Instrução 1: Segundo o trecho sobre Lula e o PT, o que leva à constituição de "ditadorzinhos"?

Trecho do texto:
————
Num primeiro pronunciamento amplo antes da convenção do PT, Lula não deixa dúvidas quanto à estratégia pensada para a legenda e seu próprio futuro. O ponto de partida é o fenômeno inédito da permanência da popularidade presidencial, não obstante a quebra do partido, o indiciamento do mensalão e o massacre mediático cíclico do Planalto. Na área externa não se poupa o confronto com Chávez, o rival a longo prazo no continente. A permanência indefinida no poder - frisa Lula - leva a constituição de "ditadorzinhos", num claro recado a Caracas.


Só deparamos, na banda andina, a passagem do sucesso eleitoral repetido ao mais ostensivo continuísmo político. O precedente racha também a Bolívia, e começa a atingir o Equador, na criação dos facilitários de maiorias nos Congressos para desimpedir, sem volta, a ação dos Executivos.


Em contraste aí está - e no impacto da mais importante decisão do Supremo - a convicção da independência dos poderes e do aperfeiçoamento de nosso Estado de Direito. A liderança brasileira no avanço da democracia profunda hoje salta a América Latina e se credencia hoje no respeito internacional.


Nossa esquerda mais exigente reconhece, por outro lado, a falta de compreensão desse fenômeno Lula e como resiste à dita "opinião pública", ou aos critérios com que, classicamente, se viu o sucesso de um governo pelos olhos de uma classe média. O Brasil de agora é de uma felicidade muda, que não precisa da obra bombástica nem do aparato das manchetes, no que experimenta com o acesso aos serviços de educação ou saúde, o começo de partilha de renda, e a surpresa de uma folga no orçamento dos menos favorecidos.


Os dados oficiais só mostram que o aumento objetivo do salário mínimo no último biênio respondeu por este avanço mais que o Bolsa Família. De toda forma, foi este ganho dito "assistencial" que permitiu ao Brasil de fora uma efetiva percepção de melhoria social, independentemente de uma integração na economia de mercado. O abate da marginalidade não é sinônimo de acesso ao emprego para os benefícios imediatos da saúde e da educação. O apoio à lavoura familiar muda o quadro da iniciativa econômica do país de Lula. É responsável por este outro fenômeno silencioso da nossa mudança, que é o freio do fluxo desordenado à subúrbia brasileira, e aos focos clássicos da nossa miséria, em torno das megalópoles nacionais.


O arranco do segundo governo Lula começa a se beneficiar da consolidação, a prazo médio e longo, destas políticas de acesso social direto, que torna o futuro do regime na percepção popular, tão distinta dos cansaços, ou das cassandras do desengano do velho e coriáceo status quo. O presidente não deixa dúvidas sobre o quanto as regras de jogo da sua sucessão são as que estão aí, e de como o situacionismo dependerá desta incessante renegociação de maiorias, perdido o cacife original do partido diferente.


O desfecho do mensalão mostra como a democracia profunda, hoje, no Planalto, derrubou de vez o álibi do moralismo de sempre, para manter o Brasil de tão poucos. O novo, sem trombetas nem manchetes, evidencia também agora, que resiste aos anticlímax e às neuroses da cobrança, de que participam nos seus amuos de empréstimos uma classe média a miar apenas o país instalado. Não olha para baixo, a ver o Brasil saído do poço sem fundo da marginalidade.


Não temos paralelo, nas ditas periferias do Terceiro Mundo e de sintonia igual entre desenvolvimento econômico e político. O país vence as tentações chavistas, ao mostrar que uma opção de mudança não fere a democracia profunda. Nem precisa de homens providenciais, ou de carismas de opereta. Nem de entorse à Constituição para um terceiro mandato. O deslanche do PAC agora planta o canteiro de obras, para a consciência do Brasil emergente, a ficar. E o legado de um tempo de Juscelino marca um próximo mandato, à espera, com a paciência necessária, do que faça, após, o povo de Lula - como o de Getúlio, meio século, na sua volta retumbante ao Catete.
————
Dados disponíveis:
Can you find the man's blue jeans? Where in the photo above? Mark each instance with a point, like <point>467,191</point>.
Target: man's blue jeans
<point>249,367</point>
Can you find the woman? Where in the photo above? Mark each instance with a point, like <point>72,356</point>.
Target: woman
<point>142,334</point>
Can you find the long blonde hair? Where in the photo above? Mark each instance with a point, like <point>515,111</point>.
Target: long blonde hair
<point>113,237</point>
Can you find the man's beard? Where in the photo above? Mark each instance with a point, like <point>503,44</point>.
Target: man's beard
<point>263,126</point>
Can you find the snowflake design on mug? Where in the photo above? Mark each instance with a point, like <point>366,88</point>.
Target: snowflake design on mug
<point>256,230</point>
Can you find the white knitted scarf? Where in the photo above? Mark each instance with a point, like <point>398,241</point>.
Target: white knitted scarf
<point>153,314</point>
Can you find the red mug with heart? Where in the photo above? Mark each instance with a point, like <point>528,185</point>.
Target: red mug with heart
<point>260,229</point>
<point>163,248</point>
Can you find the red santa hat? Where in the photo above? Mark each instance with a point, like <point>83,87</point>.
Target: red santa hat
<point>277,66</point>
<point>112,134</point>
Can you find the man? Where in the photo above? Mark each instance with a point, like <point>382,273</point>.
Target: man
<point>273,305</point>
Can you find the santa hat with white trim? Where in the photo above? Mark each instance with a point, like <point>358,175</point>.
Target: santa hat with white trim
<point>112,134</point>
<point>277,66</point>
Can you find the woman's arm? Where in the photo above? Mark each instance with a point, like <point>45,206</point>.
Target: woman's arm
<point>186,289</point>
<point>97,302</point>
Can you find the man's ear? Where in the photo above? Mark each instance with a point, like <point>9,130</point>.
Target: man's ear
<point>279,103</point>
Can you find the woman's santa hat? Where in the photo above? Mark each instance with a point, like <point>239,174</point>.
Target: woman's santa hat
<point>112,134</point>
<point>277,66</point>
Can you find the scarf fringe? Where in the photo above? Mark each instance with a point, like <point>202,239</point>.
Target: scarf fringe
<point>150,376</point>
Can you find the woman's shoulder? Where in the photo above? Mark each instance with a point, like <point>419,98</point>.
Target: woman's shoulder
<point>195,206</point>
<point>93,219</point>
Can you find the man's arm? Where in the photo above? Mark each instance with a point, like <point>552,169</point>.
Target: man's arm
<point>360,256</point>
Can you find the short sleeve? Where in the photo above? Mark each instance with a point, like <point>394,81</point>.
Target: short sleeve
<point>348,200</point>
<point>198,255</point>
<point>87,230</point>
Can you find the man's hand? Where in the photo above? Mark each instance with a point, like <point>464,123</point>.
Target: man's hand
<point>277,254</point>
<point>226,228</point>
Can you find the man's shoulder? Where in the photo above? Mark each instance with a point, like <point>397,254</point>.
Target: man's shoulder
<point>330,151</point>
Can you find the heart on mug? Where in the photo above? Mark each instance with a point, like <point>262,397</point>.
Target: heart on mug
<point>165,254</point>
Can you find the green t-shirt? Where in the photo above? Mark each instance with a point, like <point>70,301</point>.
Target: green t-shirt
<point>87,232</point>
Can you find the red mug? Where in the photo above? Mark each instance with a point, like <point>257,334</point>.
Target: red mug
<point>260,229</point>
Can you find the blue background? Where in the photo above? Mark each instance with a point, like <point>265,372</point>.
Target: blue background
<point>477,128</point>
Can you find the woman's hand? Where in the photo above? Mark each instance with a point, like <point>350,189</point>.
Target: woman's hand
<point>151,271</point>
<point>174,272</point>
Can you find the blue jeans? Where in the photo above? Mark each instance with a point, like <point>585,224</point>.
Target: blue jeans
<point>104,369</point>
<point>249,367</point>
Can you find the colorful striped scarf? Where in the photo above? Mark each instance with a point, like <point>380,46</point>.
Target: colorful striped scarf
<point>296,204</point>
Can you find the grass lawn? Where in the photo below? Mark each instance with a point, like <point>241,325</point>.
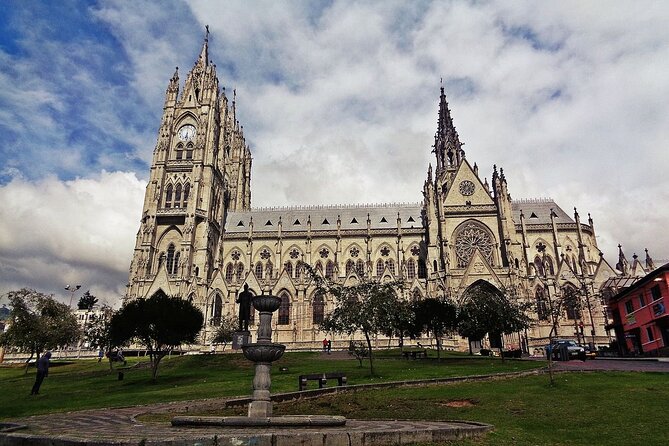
————
Instrução 2: Repita tudo o que vai do início das entradas até a linha que contém "<point>273,305</point>", incluindo essa linha.

Resposta completa 1: A permanência indefinida no poder.

Resposta completa 2:
Can you find the man's blue jeans? Where in the photo above? Mark each instance with a point, like <point>467,191</point>.
Target: man's blue jeans
<point>249,367</point>
Can you find the woman? Where in the photo above? Mark each instance with a point, like <point>72,356</point>.
Target: woman
<point>142,334</point>
Can you find the long blonde hair? Where in the photo above? Mark each instance with a point, like <point>515,111</point>.
Target: long blonde hair
<point>113,237</point>
Can you find the man's beard? Where in the photo above? Mark each instance with a point, like <point>503,44</point>.
Target: man's beard
<point>263,126</point>
Can you find the snowflake design on mug? Where in the photo above? Mark each instance with a point, like <point>366,88</point>.
Target: snowflake design on mug
<point>256,230</point>
Can you find the white knitted scarf? Where in the photo above? Mark each instance with a point, like <point>398,241</point>.
Target: white knitted scarf
<point>153,314</point>
Can you find the red mug with heart? Where in the photo above? Mark each instance with a point, like <point>528,185</point>.
Target: red mug with heart
<point>260,229</point>
<point>163,248</point>
Can you find the red santa hat? Where in the photo above? Mark each instance with a point, like <point>83,87</point>.
Target: red santa hat
<point>277,66</point>
<point>112,134</point>
Can you find the man? Where in the photo above? Mark each instance with a point, like <point>382,273</point>.
Target: man
<point>273,305</point>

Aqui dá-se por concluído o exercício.